Your task: Output only the line that contains "One marker serves each instance of the green house." and the lines after it, all verbatim, through the last one below.

[Stored data entries]
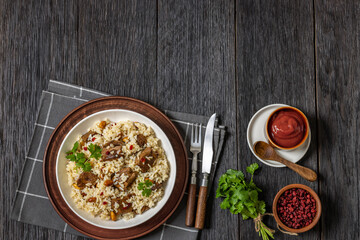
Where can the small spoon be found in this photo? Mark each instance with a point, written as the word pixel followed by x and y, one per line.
pixel 266 152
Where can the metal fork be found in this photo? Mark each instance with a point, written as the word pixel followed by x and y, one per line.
pixel 195 148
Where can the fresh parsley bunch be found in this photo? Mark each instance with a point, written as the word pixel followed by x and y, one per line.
pixel 241 197
pixel 95 151
pixel 79 158
pixel 145 187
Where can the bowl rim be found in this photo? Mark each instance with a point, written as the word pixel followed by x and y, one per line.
pixel 318 208
pixel 77 210
pixel 306 133
pixel 104 103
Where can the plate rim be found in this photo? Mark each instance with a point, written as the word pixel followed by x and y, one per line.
pixel 248 135
pixel 178 156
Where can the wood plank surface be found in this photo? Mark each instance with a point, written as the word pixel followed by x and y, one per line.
pixel 274 64
pixel 338 85
pixel 196 74
pixel 231 57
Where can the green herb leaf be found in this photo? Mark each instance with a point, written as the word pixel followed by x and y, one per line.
pixel 242 196
pixel 79 158
pixel 95 151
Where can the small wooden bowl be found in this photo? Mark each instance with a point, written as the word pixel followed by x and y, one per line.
pixel 272 143
pixel 318 208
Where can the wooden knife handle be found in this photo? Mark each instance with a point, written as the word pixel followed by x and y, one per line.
pixel 190 208
pixel 201 208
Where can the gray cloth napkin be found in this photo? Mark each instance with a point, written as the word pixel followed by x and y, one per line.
pixel 31 201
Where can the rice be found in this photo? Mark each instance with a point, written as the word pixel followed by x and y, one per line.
pixel 99 199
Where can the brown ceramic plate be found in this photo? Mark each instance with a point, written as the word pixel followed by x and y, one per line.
pixel 69 122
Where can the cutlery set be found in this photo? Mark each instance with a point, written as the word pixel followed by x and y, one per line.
pixel 195 148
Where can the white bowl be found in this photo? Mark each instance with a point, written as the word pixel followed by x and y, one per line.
pixel 82 127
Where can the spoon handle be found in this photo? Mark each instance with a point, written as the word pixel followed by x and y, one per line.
pixel 305 172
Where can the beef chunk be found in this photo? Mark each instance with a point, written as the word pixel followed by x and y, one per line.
pixel 85 178
pixel 147 157
pixel 141 140
pixel 124 206
pixel 84 138
pixel 131 176
pixel 111 153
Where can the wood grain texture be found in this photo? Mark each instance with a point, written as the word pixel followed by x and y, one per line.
pixel 117 47
pixel 274 64
pixel 338 86
pixel 181 55
pixel 195 62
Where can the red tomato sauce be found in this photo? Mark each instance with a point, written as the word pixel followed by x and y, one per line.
pixel 287 128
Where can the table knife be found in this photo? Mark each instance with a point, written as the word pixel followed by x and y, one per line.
pixel 208 153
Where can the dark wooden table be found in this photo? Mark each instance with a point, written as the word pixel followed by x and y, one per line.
pixel 229 57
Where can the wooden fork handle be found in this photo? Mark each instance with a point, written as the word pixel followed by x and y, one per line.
pixel 305 172
pixel 201 208
pixel 190 208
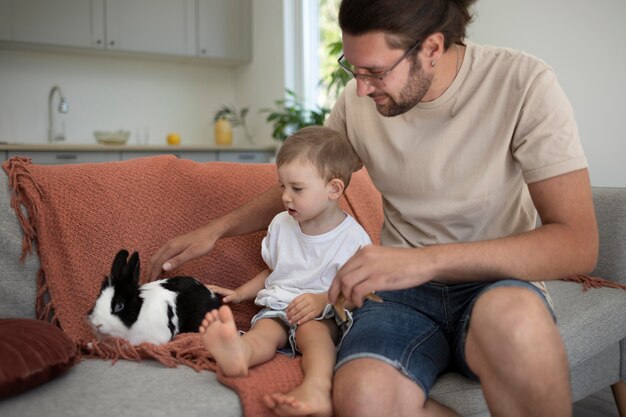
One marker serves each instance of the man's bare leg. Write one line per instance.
(369, 387)
(515, 348)
(313, 396)
(235, 354)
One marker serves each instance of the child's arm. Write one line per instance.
(245, 292)
(306, 307)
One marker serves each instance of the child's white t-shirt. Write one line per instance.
(302, 263)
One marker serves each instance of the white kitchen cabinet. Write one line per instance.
(224, 29)
(213, 29)
(153, 26)
(78, 23)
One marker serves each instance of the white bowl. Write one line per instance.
(112, 138)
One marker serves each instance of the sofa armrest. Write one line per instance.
(610, 207)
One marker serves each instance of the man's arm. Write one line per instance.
(251, 217)
(566, 244)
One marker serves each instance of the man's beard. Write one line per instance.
(412, 93)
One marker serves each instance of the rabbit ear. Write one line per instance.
(133, 268)
(119, 264)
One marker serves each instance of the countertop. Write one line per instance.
(77, 147)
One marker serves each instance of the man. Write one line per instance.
(466, 144)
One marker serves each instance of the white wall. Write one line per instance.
(158, 95)
(583, 42)
(261, 82)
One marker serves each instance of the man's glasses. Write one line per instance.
(375, 80)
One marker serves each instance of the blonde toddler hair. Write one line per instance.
(326, 149)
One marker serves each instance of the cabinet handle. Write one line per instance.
(66, 157)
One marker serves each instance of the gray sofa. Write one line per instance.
(592, 325)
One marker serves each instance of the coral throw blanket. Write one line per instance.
(81, 215)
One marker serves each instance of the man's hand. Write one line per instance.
(378, 268)
(228, 295)
(181, 249)
(306, 307)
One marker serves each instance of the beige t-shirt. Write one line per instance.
(455, 169)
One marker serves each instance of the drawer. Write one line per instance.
(194, 156)
(246, 157)
(66, 157)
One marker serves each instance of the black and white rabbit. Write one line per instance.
(153, 313)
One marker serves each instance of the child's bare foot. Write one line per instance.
(305, 400)
(220, 337)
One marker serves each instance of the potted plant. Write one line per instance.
(290, 116)
(228, 117)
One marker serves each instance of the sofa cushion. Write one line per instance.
(97, 388)
(31, 352)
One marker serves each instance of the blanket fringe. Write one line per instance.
(18, 173)
(589, 282)
(185, 350)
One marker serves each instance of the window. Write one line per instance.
(312, 45)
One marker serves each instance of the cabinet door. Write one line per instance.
(58, 22)
(224, 29)
(156, 26)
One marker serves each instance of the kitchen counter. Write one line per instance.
(82, 147)
(71, 153)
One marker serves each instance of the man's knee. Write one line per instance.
(512, 315)
(510, 325)
(368, 387)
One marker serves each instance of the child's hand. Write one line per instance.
(306, 307)
(228, 295)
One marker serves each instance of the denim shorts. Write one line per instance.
(420, 331)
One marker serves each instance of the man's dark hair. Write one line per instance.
(409, 21)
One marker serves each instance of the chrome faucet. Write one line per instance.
(62, 108)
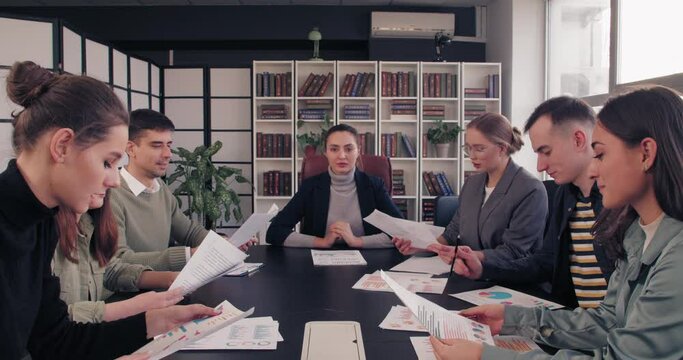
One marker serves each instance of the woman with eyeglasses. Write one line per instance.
(502, 208)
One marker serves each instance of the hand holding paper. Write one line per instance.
(213, 257)
(420, 235)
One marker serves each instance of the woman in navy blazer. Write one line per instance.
(331, 206)
(503, 208)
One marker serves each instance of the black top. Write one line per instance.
(311, 204)
(33, 320)
(551, 263)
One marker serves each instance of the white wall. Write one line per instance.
(516, 38)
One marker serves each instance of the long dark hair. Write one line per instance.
(657, 113)
(104, 238)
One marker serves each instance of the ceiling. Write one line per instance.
(430, 3)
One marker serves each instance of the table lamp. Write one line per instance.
(315, 36)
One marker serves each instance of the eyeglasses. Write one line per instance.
(476, 149)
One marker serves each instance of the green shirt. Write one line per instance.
(148, 223)
(85, 285)
(640, 317)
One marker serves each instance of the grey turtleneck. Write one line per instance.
(343, 207)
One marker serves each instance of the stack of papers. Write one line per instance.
(213, 258)
(259, 333)
(337, 257)
(502, 295)
(423, 348)
(438, 321)
(186, 334)
(419, 264)
(243, 269)
(422, 283)
(420, 234)
(402, 319)
(254, 224)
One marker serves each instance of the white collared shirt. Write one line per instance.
(136, 186)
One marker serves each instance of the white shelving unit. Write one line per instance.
(303, 70)
(399, 118)
(263, 164)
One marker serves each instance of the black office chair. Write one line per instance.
(444, 209)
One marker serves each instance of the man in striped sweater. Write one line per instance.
(575, 265)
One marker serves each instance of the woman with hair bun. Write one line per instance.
(68, 139)
(502, 208)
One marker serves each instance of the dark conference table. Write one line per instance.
(293, 291)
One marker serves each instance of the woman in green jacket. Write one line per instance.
(88, 274)
(638, 145)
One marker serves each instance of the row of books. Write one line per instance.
(277, 183)
(398, 84)
(397, 186)
(273, 111)
(357, 112)
(366, 143)
(402, 205)
(433, 112)
(316, 85)
(439, 85)
(274, 84)
(437, 183)
(397, 145)
(357, 85)
(428, 206)
(273, 145)
(473, 110)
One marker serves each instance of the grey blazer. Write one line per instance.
(510, 224)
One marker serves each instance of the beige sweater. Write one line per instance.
(149, 223)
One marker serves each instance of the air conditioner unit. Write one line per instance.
(411, 25)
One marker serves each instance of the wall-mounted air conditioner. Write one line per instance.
(411, 25)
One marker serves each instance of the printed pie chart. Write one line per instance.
(496, 295)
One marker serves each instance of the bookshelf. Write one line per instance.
(439, 100)
(360, 109)
(483, 79)
(273, 133)
(398, 126)
(379, 110)
(314, 87)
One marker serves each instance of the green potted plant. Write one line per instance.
(442, 136)
(311, 141)
(208, 187)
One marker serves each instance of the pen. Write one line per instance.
(455, 255)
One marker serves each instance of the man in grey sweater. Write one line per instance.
(148, 216)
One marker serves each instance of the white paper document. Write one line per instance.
(423, 348)
(502, 295)
(243, 269)
(419, 264)
(337, 257)
(402, 319)
(422, 283)
(180, 337)
(254, 224)
(515, 343)
(259, 333)
(440, 322)
(213, 257)
(421, 235)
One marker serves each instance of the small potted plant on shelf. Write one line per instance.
(311, 141)
(442, 136)
(208, 187)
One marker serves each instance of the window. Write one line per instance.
(649, 39)
(578, 47)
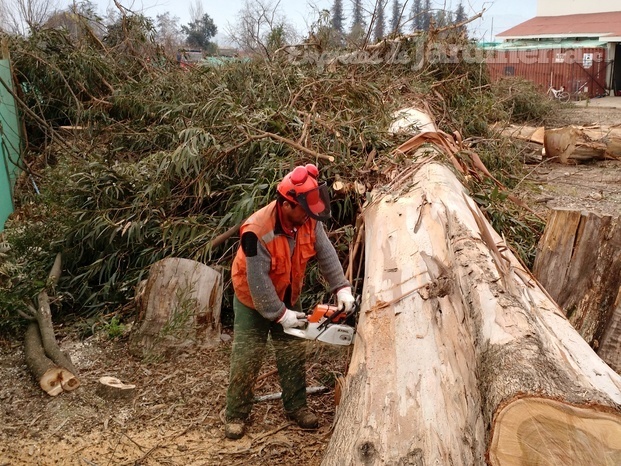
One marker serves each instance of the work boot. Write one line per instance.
(305, 418)
(234, 429)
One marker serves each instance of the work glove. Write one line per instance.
(292, 319)
(345, 299)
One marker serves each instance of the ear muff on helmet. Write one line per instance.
(300, 186)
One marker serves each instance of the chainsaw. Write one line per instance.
(327, 324)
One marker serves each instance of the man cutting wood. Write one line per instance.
(268, 273)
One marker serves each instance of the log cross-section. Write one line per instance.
(459, 351)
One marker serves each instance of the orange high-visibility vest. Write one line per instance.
(287, 268)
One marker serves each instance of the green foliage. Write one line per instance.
(171, 159)
(520, 228)
(520, 100)
(114, 328)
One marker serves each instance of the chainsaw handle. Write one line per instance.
(334, 315)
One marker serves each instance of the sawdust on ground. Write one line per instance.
(176, 418)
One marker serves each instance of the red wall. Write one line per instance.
(557, 67)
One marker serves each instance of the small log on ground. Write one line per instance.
(112, 389)
(459, 351)
(43, 369)
(578, 262)
(52, 379)
(569, 146)
(49, 365)
(180, 307)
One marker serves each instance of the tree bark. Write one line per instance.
(112, 389)
(579, 263)
(49, 365)
(52, 379)
(180, 307)
(610, 348)
(459, 351)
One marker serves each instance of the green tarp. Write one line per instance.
(9, 143)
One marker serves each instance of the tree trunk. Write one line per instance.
(44, 319)
(460, 355)
(579, 263)
(610, 347)
(180, 306)
(52, 379)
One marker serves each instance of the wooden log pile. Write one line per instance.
(579, 263)
(571, 144)
(461, 357)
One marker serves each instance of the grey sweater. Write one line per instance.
(258, 266)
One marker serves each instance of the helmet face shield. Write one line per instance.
(316, 202)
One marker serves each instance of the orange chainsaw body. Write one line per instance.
(322, 311)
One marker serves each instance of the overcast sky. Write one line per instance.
(499, 16)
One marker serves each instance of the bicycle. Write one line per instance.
(559, 94)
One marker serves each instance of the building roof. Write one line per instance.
(526, 44)
(605, 26)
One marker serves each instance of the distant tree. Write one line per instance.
(380, 21)
(358, 25)
(357, 15)
(23, 16)
(323, 33)
(261, 28)
(460, 15)
(199, 33)
(417, 15)
(440, 18)
(395, 20)
(426, 16)
(196, 10)
(337, 16)
(80, 20)
(168, 33)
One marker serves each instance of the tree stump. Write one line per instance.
(179, 307)
(459, 352)
(579, 264)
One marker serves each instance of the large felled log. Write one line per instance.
(179, 307)
(579, 263)
(460, 355)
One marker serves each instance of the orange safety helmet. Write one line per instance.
(301, 187)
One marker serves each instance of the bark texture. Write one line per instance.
(454, 337)
(579, 263)
(112, 389)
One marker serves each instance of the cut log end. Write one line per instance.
(546, 431)
(50, 381)
(112, 389)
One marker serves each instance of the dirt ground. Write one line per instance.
(176, 417)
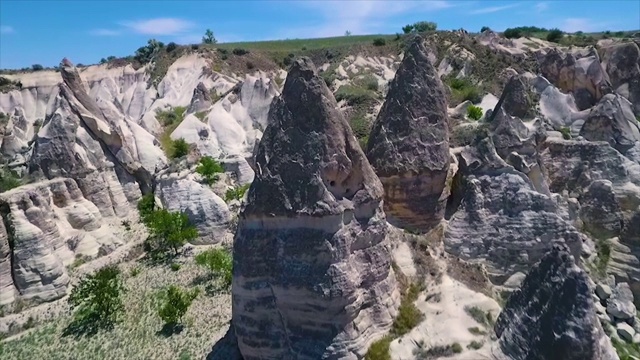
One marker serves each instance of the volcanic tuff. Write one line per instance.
(552, 316)
(312, 272)
(409, 143)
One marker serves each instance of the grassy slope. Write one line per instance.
(138, 336)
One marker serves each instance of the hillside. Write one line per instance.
(360, 197)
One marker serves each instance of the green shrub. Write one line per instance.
(209, 168)
(175, 303)
(97, 299)
(379, 42)
(354, 95)
(554, 35)
(474, 112)
(379, 350)
(180, 148)
(219, 262)
(236, 193)
(168, 231)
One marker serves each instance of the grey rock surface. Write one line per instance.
(552, 316)
(409, 143)
(620, 304)
(312, 271)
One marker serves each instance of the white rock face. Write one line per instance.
(206, 210)
(50, 224)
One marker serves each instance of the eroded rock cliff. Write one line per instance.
(312, 272)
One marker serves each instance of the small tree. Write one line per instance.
(175, 304)
(554, 35)
(180, 148)
(209, 168)
(169, 230)
(474, 112)
(97, 298)
(219, 262)
(208, 37)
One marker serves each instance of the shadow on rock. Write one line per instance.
(169, 330)
(226, 348)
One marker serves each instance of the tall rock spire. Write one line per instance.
(409, 143)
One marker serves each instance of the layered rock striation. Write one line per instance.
(552, 315)
(312, 271)
(409, 143)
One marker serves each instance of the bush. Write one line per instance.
(555, 35)
(379, 42)
(474, 112)
(175, 304)
(354, 94)
(168, 231)
(97, 298)
(512, 33)
(209, 168)
(236, 193)
(9, 179)
(408, 314)
(219, 262)
(171, 46)
(180, 148)
(379, 350)
(240, 51)
(208, 37)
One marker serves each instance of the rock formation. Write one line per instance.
(502, 220)
(312, 270)
(552, 316)
(409, 143)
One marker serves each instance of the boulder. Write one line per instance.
(312, 273)
(620, 304)
(612, 120)
(552, 315)
(409, 143)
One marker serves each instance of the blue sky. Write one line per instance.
(45, 31)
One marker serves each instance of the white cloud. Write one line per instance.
(104, 32)
(492, 9)
(5, 29)
(159, 26)
(542, 6)
(359, 17)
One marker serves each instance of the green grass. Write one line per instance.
(139, 335)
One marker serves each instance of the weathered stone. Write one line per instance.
(620, 304)
(552, 315)
(312, 270)
(409, 143)
(603, 291)
(625, 331)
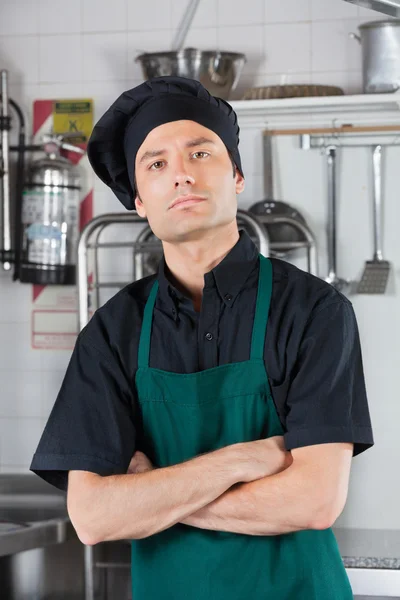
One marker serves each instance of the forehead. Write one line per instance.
(175, 132)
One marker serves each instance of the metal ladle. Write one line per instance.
(332, 278)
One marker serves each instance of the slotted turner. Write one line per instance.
(376, 271)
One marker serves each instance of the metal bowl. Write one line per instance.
(219, 72)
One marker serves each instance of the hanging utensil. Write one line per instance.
(376, 271)
(279, 232)
(184, 25)
(332, 277)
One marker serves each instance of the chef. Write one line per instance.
(209, 412)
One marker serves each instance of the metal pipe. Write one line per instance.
(331, 228)
(377, 171)
(5, 224)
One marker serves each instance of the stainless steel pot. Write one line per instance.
(380, 46)
(218, 71)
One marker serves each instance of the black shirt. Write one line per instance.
(312, 357)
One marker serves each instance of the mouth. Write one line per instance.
(187, 200)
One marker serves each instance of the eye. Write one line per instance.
(204, 154)
(157, 165)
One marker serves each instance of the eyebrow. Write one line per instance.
(190, 144)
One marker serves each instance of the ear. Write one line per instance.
(140, 209)
(239, 182)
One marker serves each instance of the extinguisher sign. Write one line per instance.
(54, 315)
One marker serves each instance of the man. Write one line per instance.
(209, 412)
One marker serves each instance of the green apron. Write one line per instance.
(184, 415)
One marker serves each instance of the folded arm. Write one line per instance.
(309, 494)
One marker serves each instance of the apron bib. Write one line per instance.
(184, 415)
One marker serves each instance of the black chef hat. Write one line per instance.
(119, 133)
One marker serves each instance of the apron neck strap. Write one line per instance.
(145, 334)
(264, 294)
(260, 318)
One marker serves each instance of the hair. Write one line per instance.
(229, 154)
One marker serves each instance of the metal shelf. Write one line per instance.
(358, 108)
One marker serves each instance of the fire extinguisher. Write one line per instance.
(50, 216)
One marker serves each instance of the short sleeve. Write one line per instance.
(91, 425)
(327, 399)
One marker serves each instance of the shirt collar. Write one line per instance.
(229, 275)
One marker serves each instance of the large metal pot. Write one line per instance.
(219, 72)
(380, 45)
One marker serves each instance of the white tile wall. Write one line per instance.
(86, 48)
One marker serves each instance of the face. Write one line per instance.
(184, 177)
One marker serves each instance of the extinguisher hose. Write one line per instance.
(19, 187)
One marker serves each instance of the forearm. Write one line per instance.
(281, 503)
(135, 506)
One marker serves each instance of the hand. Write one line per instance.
(262, 458)
(140, 463)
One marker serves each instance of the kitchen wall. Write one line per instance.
(86, 48)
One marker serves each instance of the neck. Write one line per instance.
(188, 261)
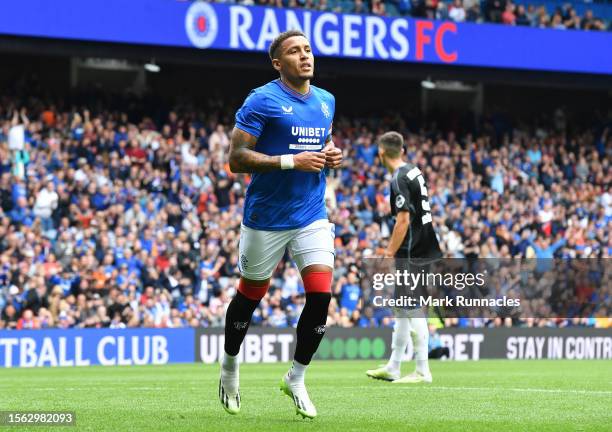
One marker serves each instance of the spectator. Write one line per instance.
(457, 13)
(508, 16)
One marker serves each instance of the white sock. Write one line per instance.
(420, 339)
(230, 373)
(296, 373)
(230, 363)
(400, 339)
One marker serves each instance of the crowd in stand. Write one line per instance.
(495, 11)
(110, 221)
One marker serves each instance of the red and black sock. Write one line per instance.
(239, 313)
(311, 326)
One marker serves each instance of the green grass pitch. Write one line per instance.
(484, 395)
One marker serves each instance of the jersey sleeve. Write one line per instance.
(403, 200)
(252, 115)
(332, 104)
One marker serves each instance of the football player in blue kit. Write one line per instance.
(283, 137)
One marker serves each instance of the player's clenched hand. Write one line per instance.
(333, 156)
(309, 161)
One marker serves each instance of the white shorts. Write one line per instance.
(261, 251)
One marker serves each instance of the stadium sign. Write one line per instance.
(251, 28)
(86, 347)
(575, 343)
(271, 345)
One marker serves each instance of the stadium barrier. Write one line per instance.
(86, 347)
(235, 27)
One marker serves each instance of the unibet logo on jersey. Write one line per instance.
(286, 122)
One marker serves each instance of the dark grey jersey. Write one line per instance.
(409, 193)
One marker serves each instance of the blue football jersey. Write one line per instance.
(285, 121)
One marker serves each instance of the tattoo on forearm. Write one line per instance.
(243, 159)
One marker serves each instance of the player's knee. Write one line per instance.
(317, 282)
(252, 289)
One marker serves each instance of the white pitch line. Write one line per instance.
(396, 386)
(520, 390)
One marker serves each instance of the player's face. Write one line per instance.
(296, 60)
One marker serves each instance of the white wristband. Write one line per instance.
(287, 162)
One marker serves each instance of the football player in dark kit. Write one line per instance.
(413, 244)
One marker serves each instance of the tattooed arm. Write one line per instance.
(243, 159)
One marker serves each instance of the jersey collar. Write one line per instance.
(399, 168)
(292, 92)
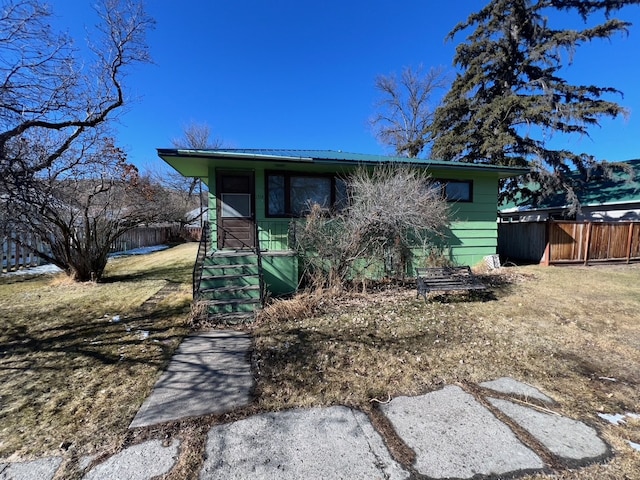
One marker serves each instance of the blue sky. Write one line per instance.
(300, 74)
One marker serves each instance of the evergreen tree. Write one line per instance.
(509, 95)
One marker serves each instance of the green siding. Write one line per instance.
(472, 234)
(280, 272)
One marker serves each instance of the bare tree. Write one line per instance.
(392, 210)
(405, 111)
(195, 136)
(61, 176)
(48, 93)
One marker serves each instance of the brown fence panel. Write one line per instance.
(522, 241)
(567, 241)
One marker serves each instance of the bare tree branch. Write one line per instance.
(405, 111)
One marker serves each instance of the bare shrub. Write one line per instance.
(302, 305)
(392, 210)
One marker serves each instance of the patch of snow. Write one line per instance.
(139, 251)
(614, 419)
(41, 270)
(52, 269)
(617, 418)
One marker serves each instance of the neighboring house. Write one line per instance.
(601, 200)
(254, 194)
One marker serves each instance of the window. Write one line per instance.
(291, 194)
(456, 190)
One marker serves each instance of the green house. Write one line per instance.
(254, 194)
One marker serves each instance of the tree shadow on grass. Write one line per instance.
(102, 340)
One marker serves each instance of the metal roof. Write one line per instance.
(332, 157)
(597, 191)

Response to the task:
One marker serves each instance of the green house. Write one line per instance.
(254, 194)
One marker serves each instance of the tree shadow on grass. Write one line per instance.
(102, 340)
One marker serves each instance of the metal roof. Write one line per instance.
(332, 157)
(597, 191)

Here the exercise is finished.